** Instructions for the task **
Shift every point coordinate in the answers up by 53, and write out again every line of the data from the line containing "speedometer? Mark that spot." through the last line of the data, keeping all other text unchanged.

** Extracted data **
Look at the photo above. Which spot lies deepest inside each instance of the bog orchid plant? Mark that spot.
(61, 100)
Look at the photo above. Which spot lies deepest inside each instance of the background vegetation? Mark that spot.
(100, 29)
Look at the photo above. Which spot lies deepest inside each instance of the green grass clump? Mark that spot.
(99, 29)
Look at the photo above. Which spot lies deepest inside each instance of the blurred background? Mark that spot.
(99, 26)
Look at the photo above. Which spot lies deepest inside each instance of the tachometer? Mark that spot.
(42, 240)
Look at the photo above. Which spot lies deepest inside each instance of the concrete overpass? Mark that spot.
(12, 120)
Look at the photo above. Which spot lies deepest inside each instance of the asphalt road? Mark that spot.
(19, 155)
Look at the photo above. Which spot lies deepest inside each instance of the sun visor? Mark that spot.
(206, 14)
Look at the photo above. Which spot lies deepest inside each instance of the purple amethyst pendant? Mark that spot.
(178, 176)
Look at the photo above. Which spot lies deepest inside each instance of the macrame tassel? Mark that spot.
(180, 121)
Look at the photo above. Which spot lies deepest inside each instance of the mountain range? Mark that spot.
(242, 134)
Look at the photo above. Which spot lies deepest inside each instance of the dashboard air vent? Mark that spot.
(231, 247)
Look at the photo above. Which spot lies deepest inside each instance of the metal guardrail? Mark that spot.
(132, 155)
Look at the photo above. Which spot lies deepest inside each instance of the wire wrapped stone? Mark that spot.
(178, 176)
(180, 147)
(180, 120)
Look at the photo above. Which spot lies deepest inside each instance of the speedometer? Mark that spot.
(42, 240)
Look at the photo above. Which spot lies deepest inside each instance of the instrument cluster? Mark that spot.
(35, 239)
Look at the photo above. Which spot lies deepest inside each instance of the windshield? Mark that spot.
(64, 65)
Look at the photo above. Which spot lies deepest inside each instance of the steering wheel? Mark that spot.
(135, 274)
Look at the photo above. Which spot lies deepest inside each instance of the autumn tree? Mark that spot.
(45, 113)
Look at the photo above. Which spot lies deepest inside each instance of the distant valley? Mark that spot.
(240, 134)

** Solution for this exercise **
Look at the photo above. Which spot lies deepest inside each instance of the speedometer? Mark that spot.
(95, 293)
Look at the photo above. Which spot lies deepest inside each instance of the instrument cluster? Mark that spot.
(88, 292)
Look at the photo above. Which spot lies deepest inside each instance of the windshield? Mark that spot.
(117, 118)
Look at the photo above. Which spot lies deepest inside each instance of the steering wheel? Mark that spot.
(188, 327)
Look at the photo above. Which spot lies deepest inside each instance of the autumn tree? Mark that spot.
(98, 166)
Look at the photo above. Which spot lies deepest inside each instance of the distant valley? Mark that spot.
(293, 187)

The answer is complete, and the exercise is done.